Exercise. Rewrite the data between the lines holding "One marker belongs on each instance of the flowering" and "233), (91, 225)]", inclusive, with "flowering plant" changed to "blooming plant" and nothing else altered.
:::::
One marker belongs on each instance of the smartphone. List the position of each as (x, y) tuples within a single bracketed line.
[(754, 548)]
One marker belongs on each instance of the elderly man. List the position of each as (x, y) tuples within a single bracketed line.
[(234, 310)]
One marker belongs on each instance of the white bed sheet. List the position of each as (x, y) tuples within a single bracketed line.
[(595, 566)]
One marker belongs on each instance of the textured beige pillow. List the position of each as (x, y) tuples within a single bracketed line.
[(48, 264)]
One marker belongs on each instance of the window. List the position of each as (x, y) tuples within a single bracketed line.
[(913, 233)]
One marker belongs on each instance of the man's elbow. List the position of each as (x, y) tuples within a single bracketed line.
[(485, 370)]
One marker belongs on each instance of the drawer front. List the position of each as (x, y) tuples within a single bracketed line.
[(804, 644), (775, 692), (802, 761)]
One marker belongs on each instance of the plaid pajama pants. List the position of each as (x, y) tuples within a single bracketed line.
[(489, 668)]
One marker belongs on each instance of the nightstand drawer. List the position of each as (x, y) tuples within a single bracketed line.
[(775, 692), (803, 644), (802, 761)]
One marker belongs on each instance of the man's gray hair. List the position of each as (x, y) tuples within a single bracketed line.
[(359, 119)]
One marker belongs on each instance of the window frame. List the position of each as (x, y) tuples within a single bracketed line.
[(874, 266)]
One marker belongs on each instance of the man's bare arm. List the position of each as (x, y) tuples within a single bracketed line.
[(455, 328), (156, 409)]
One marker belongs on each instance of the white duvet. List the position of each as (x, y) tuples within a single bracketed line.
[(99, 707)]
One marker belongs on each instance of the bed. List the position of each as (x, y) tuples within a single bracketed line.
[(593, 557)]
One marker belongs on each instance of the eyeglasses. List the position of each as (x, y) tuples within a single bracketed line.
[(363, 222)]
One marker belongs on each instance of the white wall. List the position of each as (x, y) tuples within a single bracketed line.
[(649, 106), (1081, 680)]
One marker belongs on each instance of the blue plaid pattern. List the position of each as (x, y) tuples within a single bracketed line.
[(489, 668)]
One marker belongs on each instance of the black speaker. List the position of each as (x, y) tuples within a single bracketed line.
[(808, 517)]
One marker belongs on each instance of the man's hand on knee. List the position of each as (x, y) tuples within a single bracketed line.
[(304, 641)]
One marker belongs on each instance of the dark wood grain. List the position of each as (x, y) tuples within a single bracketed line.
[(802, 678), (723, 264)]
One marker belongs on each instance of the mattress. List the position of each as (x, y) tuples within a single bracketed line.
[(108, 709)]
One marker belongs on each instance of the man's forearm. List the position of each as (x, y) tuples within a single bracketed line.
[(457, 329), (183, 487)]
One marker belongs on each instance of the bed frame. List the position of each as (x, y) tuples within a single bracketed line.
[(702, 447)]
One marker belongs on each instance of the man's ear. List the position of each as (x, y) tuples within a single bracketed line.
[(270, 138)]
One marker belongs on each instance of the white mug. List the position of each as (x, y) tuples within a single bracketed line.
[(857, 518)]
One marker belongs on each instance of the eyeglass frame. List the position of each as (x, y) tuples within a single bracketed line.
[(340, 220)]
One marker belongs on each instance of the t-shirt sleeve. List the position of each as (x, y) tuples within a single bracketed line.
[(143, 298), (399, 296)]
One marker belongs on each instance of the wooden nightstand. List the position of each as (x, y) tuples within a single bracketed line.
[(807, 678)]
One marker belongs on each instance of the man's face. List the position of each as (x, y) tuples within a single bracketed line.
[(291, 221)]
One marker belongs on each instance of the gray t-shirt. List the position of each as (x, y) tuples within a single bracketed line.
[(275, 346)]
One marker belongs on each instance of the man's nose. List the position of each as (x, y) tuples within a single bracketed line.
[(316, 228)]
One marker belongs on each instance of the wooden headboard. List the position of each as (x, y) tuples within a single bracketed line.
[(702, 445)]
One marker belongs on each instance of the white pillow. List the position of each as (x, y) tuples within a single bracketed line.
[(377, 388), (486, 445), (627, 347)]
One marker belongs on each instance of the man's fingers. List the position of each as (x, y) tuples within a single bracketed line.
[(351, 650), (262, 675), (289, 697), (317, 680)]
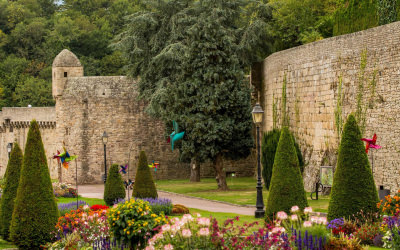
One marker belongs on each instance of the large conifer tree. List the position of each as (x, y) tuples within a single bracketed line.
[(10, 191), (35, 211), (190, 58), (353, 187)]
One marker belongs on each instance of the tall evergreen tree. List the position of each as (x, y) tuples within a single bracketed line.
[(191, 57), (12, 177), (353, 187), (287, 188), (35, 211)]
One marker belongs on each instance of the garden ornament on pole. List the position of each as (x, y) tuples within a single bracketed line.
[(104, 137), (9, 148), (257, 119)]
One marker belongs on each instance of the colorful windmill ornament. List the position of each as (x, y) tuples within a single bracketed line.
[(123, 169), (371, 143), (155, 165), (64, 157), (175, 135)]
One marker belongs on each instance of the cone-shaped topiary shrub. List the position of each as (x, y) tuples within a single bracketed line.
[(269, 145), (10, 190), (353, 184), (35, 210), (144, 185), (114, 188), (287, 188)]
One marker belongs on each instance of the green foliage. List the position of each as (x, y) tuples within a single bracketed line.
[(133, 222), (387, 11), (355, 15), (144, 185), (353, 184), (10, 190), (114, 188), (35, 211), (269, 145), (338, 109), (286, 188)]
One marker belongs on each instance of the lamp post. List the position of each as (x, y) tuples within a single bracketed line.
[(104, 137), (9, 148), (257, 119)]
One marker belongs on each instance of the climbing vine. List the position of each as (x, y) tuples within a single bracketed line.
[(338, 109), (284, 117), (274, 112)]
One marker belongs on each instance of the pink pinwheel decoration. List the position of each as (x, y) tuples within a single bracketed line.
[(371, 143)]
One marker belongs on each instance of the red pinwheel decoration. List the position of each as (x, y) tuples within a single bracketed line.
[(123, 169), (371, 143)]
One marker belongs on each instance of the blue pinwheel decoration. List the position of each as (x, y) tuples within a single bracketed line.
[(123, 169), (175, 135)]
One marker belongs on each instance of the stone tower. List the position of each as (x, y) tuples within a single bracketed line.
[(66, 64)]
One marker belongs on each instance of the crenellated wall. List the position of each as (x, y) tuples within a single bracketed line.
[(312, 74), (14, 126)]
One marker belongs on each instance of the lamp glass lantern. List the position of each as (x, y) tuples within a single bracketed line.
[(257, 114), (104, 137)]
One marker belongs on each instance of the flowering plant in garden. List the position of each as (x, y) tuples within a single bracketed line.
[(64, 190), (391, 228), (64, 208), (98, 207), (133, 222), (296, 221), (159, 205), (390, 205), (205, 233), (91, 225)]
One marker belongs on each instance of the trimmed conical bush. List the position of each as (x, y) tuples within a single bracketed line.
:::::
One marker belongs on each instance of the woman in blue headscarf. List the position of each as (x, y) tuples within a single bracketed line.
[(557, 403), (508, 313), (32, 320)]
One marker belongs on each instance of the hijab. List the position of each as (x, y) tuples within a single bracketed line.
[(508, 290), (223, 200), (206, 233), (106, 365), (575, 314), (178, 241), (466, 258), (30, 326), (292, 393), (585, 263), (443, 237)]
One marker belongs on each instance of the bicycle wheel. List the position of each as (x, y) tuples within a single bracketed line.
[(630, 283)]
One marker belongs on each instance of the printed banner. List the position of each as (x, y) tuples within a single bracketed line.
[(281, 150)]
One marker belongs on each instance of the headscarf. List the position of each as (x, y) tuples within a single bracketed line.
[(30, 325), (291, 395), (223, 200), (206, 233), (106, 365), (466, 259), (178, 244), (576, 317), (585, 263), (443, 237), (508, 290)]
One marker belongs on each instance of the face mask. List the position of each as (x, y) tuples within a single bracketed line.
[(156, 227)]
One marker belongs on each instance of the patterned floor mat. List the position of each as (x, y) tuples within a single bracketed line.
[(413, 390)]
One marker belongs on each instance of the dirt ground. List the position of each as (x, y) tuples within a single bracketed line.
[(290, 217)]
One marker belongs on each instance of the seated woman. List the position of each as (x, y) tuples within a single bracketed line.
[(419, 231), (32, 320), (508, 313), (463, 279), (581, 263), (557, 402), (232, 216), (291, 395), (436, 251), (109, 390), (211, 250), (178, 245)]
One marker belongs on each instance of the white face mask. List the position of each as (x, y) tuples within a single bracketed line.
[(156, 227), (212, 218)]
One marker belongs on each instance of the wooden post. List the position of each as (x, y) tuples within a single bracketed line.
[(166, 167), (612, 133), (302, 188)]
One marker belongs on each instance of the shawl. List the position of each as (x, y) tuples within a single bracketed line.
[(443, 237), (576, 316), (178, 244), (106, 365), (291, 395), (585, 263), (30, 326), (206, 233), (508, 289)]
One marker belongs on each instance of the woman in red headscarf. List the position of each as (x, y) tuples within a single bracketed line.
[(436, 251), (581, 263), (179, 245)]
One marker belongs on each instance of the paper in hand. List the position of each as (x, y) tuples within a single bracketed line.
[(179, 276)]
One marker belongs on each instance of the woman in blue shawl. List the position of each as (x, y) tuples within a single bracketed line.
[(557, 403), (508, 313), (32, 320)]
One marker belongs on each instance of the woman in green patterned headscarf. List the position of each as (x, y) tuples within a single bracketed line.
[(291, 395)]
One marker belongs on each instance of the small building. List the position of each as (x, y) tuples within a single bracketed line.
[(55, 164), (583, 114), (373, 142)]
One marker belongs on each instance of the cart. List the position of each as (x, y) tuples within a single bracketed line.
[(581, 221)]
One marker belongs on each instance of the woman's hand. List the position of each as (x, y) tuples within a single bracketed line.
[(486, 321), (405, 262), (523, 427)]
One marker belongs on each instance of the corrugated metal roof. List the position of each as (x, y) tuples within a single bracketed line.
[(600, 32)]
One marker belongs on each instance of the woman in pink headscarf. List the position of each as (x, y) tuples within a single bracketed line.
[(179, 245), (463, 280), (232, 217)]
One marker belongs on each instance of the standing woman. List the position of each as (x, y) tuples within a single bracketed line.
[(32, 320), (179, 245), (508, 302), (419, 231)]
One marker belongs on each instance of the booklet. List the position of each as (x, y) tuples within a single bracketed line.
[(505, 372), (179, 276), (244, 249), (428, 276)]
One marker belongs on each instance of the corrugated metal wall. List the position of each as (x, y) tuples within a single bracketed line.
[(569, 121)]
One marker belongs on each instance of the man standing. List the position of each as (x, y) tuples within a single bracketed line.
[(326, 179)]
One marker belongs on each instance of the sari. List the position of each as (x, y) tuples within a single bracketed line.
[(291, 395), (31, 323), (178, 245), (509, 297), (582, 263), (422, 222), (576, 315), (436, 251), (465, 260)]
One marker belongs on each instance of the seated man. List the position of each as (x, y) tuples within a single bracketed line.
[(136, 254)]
:::::
Result of this exercise.
One marker belongs on each instance of the blooming plant in garden. List the position of each as (x, y) tuples within a single bracketed line.
[(64, 190), (391, 228), (64, 208), (98, 207), (133, 222), (296, 221), (159, 205), (390, 205), (205, 233), (91, 225)]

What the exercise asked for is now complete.